EXTRACTED RECORDS:
<<<<
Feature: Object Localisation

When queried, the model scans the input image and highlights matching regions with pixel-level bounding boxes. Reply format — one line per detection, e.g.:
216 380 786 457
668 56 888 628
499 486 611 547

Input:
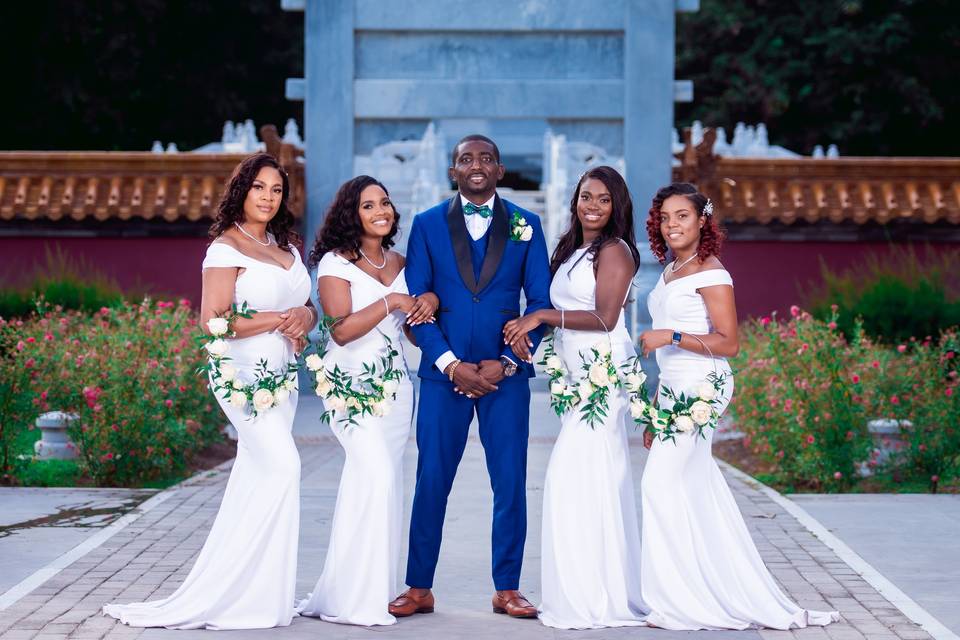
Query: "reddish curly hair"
647 182 727 264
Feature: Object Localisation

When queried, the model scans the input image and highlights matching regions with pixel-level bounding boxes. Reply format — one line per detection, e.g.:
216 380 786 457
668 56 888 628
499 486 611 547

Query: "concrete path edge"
0 458 233 611
717 459 960 640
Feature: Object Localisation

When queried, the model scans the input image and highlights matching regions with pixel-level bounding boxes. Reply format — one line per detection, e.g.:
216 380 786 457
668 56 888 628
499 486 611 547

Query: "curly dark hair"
550 166 640 274
647 182 727 264
307 176 400 269
208 153 300 249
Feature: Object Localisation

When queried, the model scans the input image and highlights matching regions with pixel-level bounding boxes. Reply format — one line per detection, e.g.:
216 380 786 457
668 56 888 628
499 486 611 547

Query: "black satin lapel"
474 195 510 291
447 195 486 293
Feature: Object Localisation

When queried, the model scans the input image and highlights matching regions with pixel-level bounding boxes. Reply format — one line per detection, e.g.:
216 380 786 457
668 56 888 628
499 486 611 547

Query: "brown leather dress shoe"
387 589 433 618
493 591 537 618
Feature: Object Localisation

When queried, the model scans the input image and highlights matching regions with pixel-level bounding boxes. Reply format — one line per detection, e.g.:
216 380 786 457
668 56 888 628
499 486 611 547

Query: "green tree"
0 0 303 150
677 0 960 155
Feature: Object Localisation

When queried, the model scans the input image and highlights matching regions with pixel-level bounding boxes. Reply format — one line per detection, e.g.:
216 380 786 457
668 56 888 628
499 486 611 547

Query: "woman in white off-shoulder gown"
104 154 317 629
505 167 646 629
641 183 839 630
297 176 438 625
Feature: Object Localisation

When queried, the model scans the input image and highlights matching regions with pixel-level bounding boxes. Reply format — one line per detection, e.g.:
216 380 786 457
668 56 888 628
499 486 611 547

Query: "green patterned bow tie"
463 202 493 218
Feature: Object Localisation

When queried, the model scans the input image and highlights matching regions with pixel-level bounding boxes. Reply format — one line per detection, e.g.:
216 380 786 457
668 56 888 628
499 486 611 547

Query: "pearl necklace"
233 222 273 247
670 253 697 273
358 249 387 271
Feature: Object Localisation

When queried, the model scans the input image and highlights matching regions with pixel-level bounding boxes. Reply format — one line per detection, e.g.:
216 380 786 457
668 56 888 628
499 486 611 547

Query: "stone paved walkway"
0 394 930 640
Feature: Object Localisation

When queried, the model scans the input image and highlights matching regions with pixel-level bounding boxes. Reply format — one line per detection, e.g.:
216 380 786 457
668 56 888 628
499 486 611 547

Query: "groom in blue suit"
390 135 550 618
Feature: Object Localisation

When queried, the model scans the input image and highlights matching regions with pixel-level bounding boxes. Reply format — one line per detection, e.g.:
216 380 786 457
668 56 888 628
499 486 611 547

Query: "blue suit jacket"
406 195 550 380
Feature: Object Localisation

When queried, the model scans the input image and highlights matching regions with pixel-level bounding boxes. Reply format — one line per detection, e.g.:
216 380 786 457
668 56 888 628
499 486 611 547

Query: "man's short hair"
450 133 500 166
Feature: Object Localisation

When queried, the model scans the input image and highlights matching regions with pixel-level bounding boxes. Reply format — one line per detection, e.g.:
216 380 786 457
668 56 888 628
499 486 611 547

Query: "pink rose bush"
0 299 225 486
731 307 960 491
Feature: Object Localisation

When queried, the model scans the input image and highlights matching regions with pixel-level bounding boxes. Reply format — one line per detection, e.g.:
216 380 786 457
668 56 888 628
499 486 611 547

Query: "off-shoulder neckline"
660 267 730 287
210 241 299 273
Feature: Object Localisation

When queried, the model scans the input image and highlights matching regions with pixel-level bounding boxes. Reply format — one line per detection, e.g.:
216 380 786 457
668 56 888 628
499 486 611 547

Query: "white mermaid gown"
103 242 310 629
297 252 414 625
641 269 839 630
539 249 646 629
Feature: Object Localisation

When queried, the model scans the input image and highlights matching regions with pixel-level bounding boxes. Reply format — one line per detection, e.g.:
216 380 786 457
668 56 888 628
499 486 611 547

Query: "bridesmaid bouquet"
197 302 299 419
304 316 404 426
630 358 725 444
539 335 623 429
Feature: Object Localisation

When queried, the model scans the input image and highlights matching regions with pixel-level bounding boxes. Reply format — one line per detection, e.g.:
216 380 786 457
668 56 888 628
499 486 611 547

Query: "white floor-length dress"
297 252 414 625
539 249 646 629
641 269 839 630
103 242 310 629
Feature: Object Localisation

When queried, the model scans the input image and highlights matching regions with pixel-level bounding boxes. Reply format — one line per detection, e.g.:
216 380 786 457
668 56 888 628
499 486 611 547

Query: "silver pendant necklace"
233 222 273 247
358 249 387 271
670 253 697 273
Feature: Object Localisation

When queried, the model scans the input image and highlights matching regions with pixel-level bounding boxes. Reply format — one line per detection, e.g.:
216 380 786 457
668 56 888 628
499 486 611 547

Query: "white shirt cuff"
435 351 457 373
>>>>
Copy all of the data above word for word, leaving out the pictures.

Feature: Object Localisation

When queried, the model scans the input image and highlights matching regions with pixel-level bounding boxes. Reply format — one line per detection, e.g.:
216 380 786 457
668 56 888 628
499 486 611 547

Input:
Query: "reddish curly hair"
647 182 727 264
Feature: Object Localisation

When queried, the model scans the input image and highlights matching regions with pixel-level bounding boxes. Reply format — one line per detection, e.g.:
216 380 786 457
668 56 888 628
499 486 611 547

Query: "concrete path edge"
0 458 233 611
717 459 960 640
Feature: Object Localisation

When queried, the model scans the input image and highlights matching regions with pixel-level bounding boxes. Reply format — one line per detection, e.g.:
216 380 786 457
668 56 888 628
499 486 611 547

Query: "curly dark hair"
550 166 640 274
647 182 727 264
307 176 400 269
208 153 300 249
Feature: Object Localisation

When queried, the model scans the input image and highlights matching regions with pixel-level bounding boxes. Reply format — one line per detection, e.g.:
216 380 786 457
668 56 888 628
499 486 611 547

Query: "black satin lapel"
474 195 510 291
447 195 486 293
Feature: Object Localisation

When queried, the model scans the input image and highlights matching regions with pixel-level bounding boxes. Reply format — one line per detection, e.g.:
216 380 786 457
668 56 888 628
499 486 611 547

Query: "brown leather dress shoe"
387 589 433 618
493 591 537 618
Feature: Object Localisation

When queried, the model scans the input image and highlights matching regions with pixel-level bounding boxes. Reply format — one line per detection, e.g.:
216 380 786 457
668 56 888 628
499 486 611 547

Query: "green tree"
0 0 303 150
677 0 960 155
Feature: Object Localisation

When queried, the model scans the input image and highlights matching regions with pixel-level bounding boxes. Reply format — one line per detection, e.g.:
216 380 786 457
668 56 888 628
499 486 611 547

Query: "woman in white off-shoulder gown"
104 154 317 629
505 167 646 629
641 183 839 630
297 176 438 625
Feature: Object Localisation

When queried, the model scans the input image and highlights matching regions with pixel-level bounding boxes. Reply format — one line per detection, e.g.:
216 380 786 457
668 56 888 628
499 486 611 547

Query: "green patterned bow tie"
463 202 493 218
Feature: Object Localisation

When queried, the model scans the input image and highlights matching regions with pixel-level bounding boxes. Reply format — one line per detection, e.g.:
216 380 786 457
668 56 888 628
499 486 611 547

Query: "pearl necklace"
233 222 273 247
670 253 697 273
358 249 387 271
Feature: Object Localisation

When queried, the model scans the input image and highlights matching regions with pixel-level bounding boxes. Reply format — one line per detection, e.g.:
216 380 786 457
668 56 888 628
499 486 611 547

Query: "stone paved walkway"
0 394 930 640
Feature: Object Localisation

When queried, the model scans the input image and highlights matching regions with pixel-level bounding boxes. Reply format — one line per detection, e.g.:
216 380 786 457
668 56 888 628
499 486 611 547

Query: "groom in blue suit"
390 135 550 618
Feature: Object Localisation

When queried, the model scans the input image and highlights matching regions with pixel-level bounding boxes. Reply format — one line per detection, e.g.:
216 380 786 457
668 56 888 628
499 486 611 547

Query: "blue suit jacket"
406 195 550 380
Feature: Object Localisation

When queried, the model scans the input image and highlights matching regions with pixel-level bounding boxes. Reply format — one line per detection, e.g.:
216 380 786 457
668 56 888 628
499 486 611 547

Query: "man's short hair"
450 133 500 166
Feature: Object Localisation

When queried, the model scans the input image and highlights matching regions with pixel-level bounding boxes. Reply format — one line per detection, e.g.:
216 380 786 457
668 56 888 628
499 486 611 547

Query: "pink rose bush"
0 299 225 486
731 307 960 491
Feature: Object Localisation

When queried, the model scans the input image and highlights matching regions with pixel-level bounding boxes. Reply format — one line per detection, e.g.:
216 380 786 457
668 56 888 628
499 486 611 547

Query: "off-shoulder neckline"
660 267 730 287
210 241 299 273
Feature: Object Localisation

When queried, the model scans the input image and highlights matching regions with pixel-level bounding boxes. Reply format — one line per detection, e.g.:
216 380 786 457
668 56 888 628
499 486 611 547

Query: "white mermaid gown"
103 242 310 629
297 252 414 625
641 269 839 630
539 249 646 629
Feature: Object Localisation

When queried, the model scans the input image and highlights matching regions with pixel-level bounding boxes. Reply format — one line per detection, e.g.:
216 380 786 457
668 56 888 628
499 486 611 547

Query: "bridesmaid bouquet"
197 302 299 419
304 316 404 426
630 358 725 444
539 335 623 429
Feature: Object Localisation

When queried, the model scans the input image and highlights matching regions with pixel-level bounding boxes. Reply format — one line per detection, e.g.:
216 380 786 457
668 56 888 628
499 486 611 547

Query: "white floor-length dress"
297 252 414 625
539 249 646 629
641 269 839 630
103 242 310 629
Feature: Object Localisation

When queried, the model scans the input image and highlights matching regions with pixel-level bounding boxes. Reply format — one line per detection, e.g.:
216 380 786 457
668 56 888 628
499 486 611 547

Query: "silver pendant necklace"
233 222 273 247
358 249 387 271
670 253 697 273
Feature: Object Localisation

When queried, the model scans the input image and highlights matching regions with pixel-level bounding boxes. Reply format — one line per detection, e.g.:
216 380 786 457
668 56 888 628
499 486 611 547

Query: "white shirt cuff"
435 351 457 373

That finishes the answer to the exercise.